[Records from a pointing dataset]
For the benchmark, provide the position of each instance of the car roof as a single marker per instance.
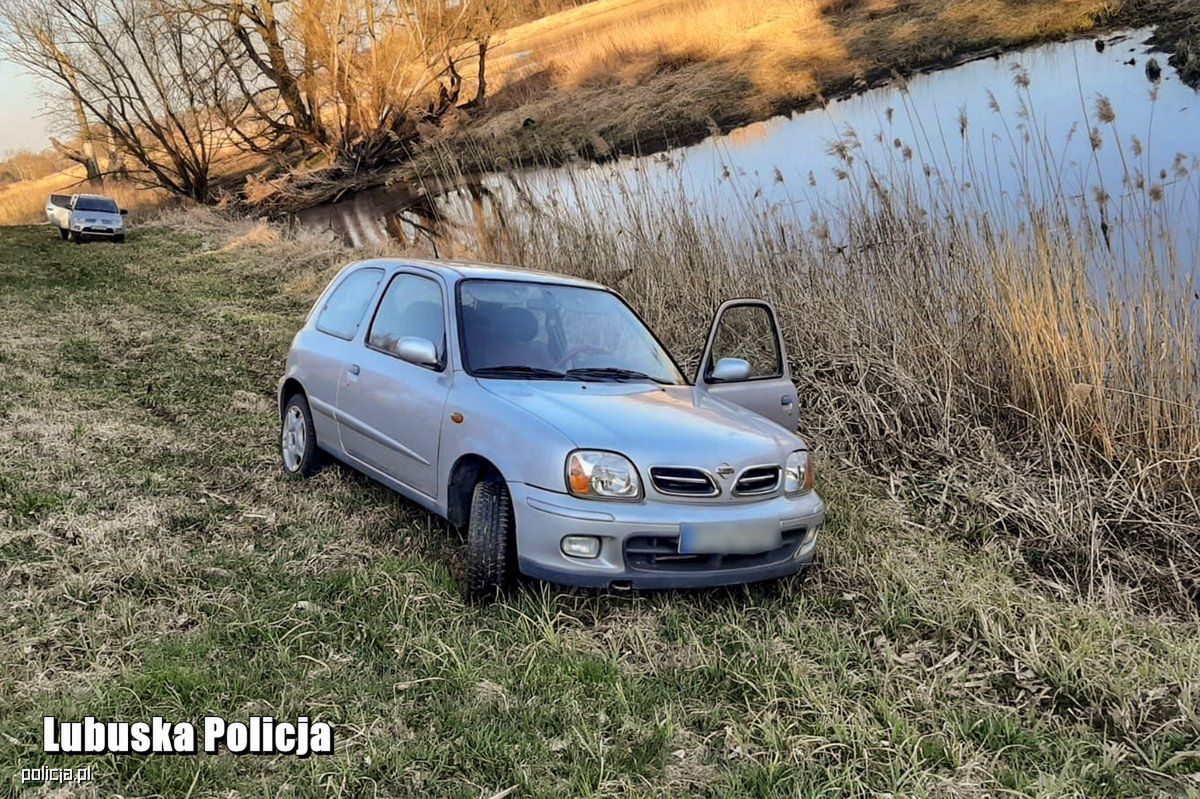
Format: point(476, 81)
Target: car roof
point(461, 270)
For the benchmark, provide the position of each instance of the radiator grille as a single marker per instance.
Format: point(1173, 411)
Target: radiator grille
point(682, 481)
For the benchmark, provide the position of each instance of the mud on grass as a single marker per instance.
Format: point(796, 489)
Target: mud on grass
point(154, 562)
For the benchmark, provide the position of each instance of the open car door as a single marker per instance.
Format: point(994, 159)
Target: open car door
point(744, 361)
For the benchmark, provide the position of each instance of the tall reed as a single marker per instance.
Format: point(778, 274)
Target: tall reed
point(1023, 368)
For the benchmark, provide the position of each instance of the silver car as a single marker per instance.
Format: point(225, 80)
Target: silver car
point(541, 414)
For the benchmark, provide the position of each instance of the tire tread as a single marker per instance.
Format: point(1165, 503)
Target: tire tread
point(490, 541)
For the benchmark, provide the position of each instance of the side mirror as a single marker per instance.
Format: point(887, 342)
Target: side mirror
point(418, 350)
point(731, 370)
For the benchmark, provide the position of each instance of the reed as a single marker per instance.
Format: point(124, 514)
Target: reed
point(1009, 368)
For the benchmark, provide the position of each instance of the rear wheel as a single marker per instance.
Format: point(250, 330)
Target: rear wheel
point(491, 541)
point(298, 439)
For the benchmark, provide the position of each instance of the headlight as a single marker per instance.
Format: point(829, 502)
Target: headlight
point(597, 474)
point(798, 473)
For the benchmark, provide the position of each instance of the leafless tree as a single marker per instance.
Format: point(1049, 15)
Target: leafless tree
point(138, 70)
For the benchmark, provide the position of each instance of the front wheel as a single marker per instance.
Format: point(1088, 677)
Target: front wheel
point(491, 541)
point(298, 439)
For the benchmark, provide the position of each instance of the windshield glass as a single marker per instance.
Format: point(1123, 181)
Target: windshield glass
point(513, 329)
point(96, 204)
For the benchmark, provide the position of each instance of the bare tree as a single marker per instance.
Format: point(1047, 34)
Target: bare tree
point(137, 68)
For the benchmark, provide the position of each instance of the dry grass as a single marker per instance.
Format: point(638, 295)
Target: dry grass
point(621, 76)
point(153, 562)
point(24, 202)
point(1017, 380)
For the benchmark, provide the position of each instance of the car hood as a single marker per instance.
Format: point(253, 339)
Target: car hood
point(100, 217)
point(651, 424)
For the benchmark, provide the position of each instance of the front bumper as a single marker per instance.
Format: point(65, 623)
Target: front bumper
point(631, 533)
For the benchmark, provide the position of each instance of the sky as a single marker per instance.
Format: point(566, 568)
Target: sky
point(22, 109)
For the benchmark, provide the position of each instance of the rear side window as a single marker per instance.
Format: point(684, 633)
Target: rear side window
point(412, 306)
point(347, 304)
point(101, 204)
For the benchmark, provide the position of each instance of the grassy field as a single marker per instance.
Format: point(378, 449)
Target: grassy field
point(622, 76)
point(153, 562)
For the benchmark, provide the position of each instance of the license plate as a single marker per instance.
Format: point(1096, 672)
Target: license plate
point(748, 536)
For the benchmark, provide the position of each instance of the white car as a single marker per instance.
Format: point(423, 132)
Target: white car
point(83, 216)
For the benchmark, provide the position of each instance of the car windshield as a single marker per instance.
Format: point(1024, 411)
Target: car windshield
point(96, 204)
point(544, 331)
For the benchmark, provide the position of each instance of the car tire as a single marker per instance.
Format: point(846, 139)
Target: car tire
point(299, 454)
point(491, 541)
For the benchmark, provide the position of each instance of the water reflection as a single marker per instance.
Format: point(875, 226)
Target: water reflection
point(1095, 136)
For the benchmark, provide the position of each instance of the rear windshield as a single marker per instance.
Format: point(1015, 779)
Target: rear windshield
point(96, 204)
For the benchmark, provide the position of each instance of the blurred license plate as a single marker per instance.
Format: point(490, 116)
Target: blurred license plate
point(730, 538)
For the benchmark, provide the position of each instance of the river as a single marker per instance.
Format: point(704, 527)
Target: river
point(1098, 133)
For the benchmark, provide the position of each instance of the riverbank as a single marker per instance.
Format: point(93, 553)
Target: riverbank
point(624, 76)
point(156, 564)
point(618, 77)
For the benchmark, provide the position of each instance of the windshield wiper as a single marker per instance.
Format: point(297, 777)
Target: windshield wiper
point(612, 372)
point(522, 371)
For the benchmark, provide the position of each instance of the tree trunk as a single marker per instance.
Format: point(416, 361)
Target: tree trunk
point(481, 79)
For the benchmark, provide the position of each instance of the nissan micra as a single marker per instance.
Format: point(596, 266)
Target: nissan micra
point(541, 414)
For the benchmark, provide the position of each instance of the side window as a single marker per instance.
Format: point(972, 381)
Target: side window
point(412, 306)
point(748, 331)
point(347, 304)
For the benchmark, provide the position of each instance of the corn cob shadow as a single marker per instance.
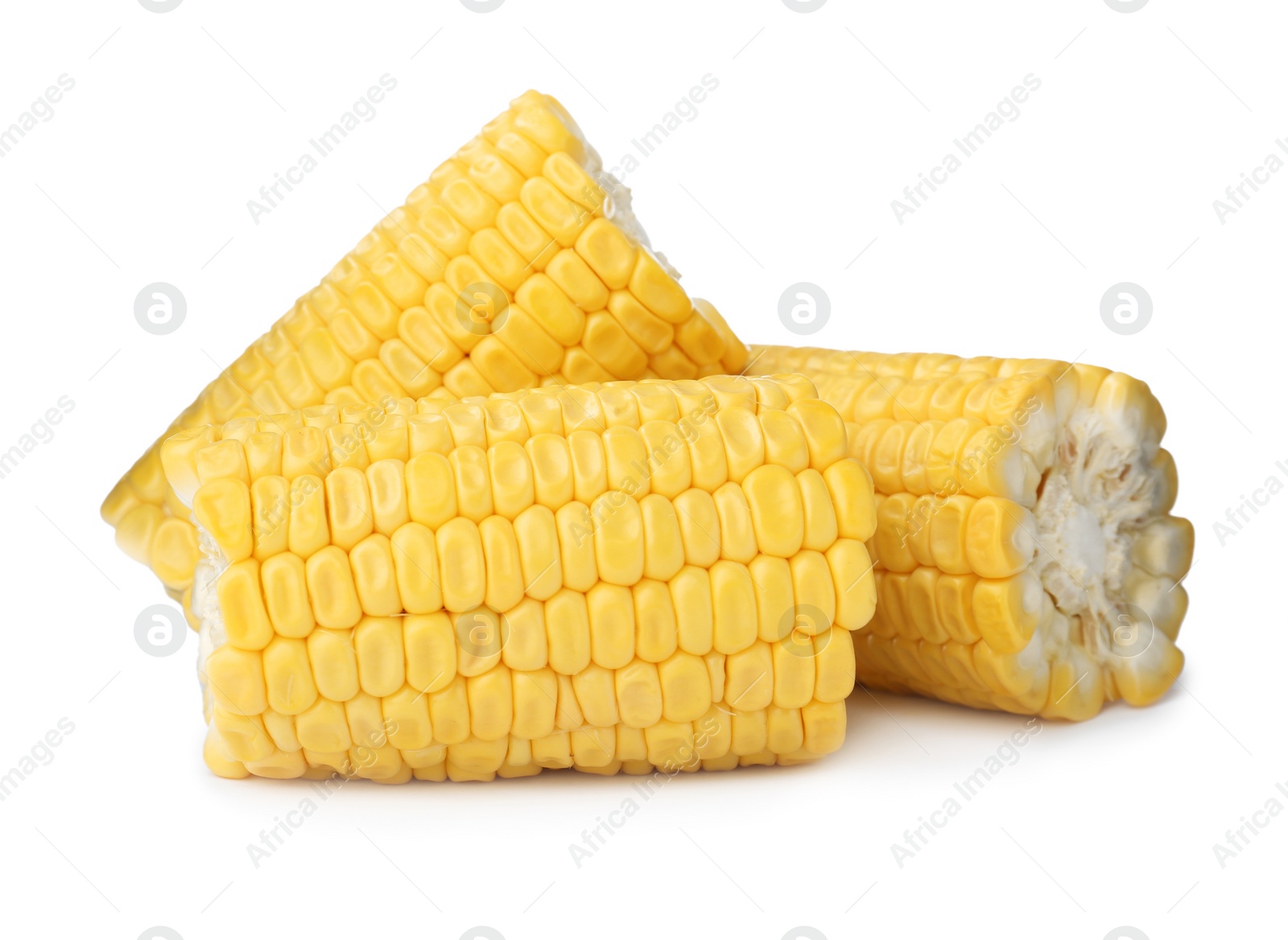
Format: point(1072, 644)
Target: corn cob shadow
point(519, 262)
point(1026, 555)
point(611, 577)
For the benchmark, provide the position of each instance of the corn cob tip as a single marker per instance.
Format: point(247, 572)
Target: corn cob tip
point(1027, 559)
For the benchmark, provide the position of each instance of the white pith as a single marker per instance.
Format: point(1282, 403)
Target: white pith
point(1092, 505)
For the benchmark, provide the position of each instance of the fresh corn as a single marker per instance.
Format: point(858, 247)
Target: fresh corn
point(1026, 554)
point(518, 263)
point(621, 577)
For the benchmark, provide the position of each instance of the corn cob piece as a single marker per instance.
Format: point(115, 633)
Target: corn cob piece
point(518, 263)
point(617, 577)
point(1026, 554)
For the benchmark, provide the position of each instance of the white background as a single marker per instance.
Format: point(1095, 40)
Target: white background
point(786, 175)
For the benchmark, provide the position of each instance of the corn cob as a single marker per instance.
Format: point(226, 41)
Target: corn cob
point(612, 577)
point(518, 263)
point(1024, 553)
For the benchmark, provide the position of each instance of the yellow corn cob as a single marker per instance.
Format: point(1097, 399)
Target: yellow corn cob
point(612, 577)
point(1026, 557)
point(518, 263)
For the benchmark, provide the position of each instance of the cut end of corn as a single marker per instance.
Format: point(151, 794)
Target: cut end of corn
point(631, 577)
point(518, 263)
point(1026, 555)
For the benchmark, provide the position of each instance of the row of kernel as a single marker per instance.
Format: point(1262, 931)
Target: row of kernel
point(963, 455)
point(927, 604)
point(815, 728)
point(431, 662)
point(992, 538)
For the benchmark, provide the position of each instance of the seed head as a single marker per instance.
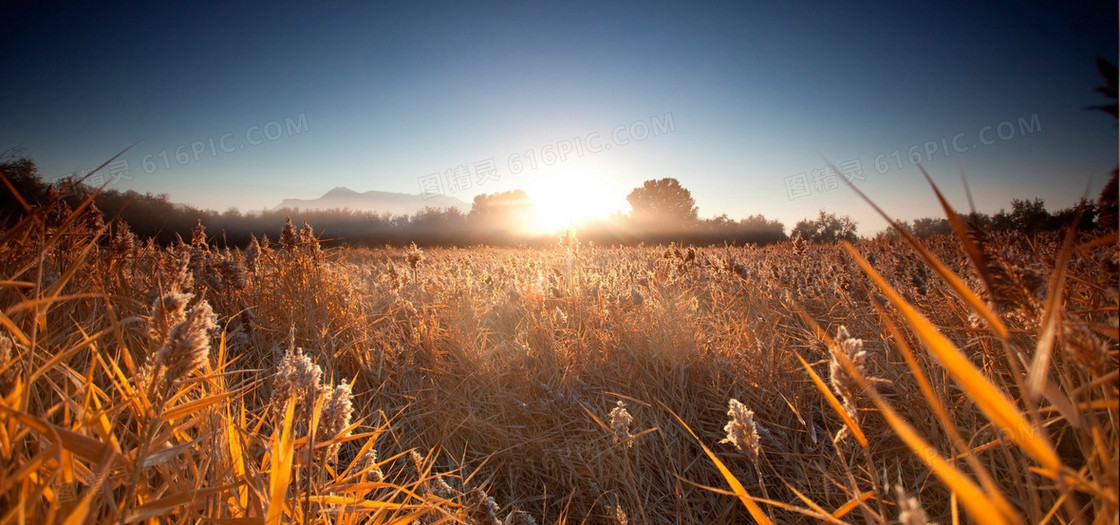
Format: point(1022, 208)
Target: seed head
point(619, 424)
point(188, 345)
point(841, 382)
point(167, 311)
point(742, 430)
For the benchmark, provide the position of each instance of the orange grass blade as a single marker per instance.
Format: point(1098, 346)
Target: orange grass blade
point(976, 499)
point(939, 408)
point(837, 406)
point(80, 444)
point(281, 457)
point(1052, 317)
point(986, 395)
point(748, 502)
point(843, 509)
point(962, 290)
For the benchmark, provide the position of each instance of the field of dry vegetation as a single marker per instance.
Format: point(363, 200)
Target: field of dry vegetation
point(287, 383)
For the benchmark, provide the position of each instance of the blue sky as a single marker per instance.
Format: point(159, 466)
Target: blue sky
point(242, 106)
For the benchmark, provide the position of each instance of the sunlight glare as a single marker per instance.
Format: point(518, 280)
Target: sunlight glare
point(570, 199)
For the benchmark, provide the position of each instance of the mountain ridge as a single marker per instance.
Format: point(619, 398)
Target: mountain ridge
point(392, 203)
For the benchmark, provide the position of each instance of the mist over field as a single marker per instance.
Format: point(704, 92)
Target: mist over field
point(582, 263)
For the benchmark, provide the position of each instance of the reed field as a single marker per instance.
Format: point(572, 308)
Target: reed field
point(960, 378)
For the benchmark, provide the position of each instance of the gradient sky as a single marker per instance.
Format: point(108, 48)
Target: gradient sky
point(381, 96)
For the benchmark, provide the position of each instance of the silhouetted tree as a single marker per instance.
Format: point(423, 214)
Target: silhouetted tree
point(501, 216)
point(926, 226)
point(662, 203)
point(1107, 202)
point(1029, 215)
point(827, 227)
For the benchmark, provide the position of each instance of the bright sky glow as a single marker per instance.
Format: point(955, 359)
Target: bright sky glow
point(241, 105)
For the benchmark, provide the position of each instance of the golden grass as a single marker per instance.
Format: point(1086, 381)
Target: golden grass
point(478, 385)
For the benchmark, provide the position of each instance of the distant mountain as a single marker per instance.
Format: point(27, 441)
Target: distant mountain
point(380, 202)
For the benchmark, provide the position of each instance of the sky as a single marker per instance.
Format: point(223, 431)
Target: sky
point(746, 104)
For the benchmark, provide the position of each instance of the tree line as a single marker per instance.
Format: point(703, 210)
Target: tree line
point(662, 212)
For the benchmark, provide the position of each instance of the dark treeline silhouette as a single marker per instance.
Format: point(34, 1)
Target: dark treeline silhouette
point(1026, 215)
point(663, 212)
point(494, 219)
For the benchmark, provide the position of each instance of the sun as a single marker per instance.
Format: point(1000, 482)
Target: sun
point(569, 199)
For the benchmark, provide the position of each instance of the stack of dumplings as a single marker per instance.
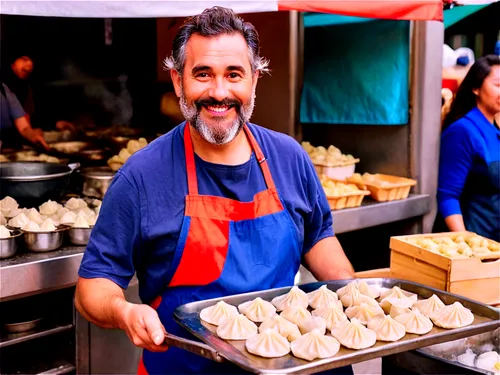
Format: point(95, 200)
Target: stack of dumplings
point(315, 325)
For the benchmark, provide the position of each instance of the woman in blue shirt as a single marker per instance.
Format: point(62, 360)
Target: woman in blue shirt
point(469, 167)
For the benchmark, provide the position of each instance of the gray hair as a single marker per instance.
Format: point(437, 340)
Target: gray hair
point(212, 22)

Goal: Update the lines starting with the line containing "over field as a single marker per instance." and going on through the line containing "point(582, 263)" by replacing "mist over field" with "fog over field" everywhere it occurs. Keep all other text the same, and give only those lines.

Correct result:
For the benchmark, provide the position of each instance of the fog over field as a single marker per instance.
Format: point(704, 92)
Target: fog over field
point(582, 263)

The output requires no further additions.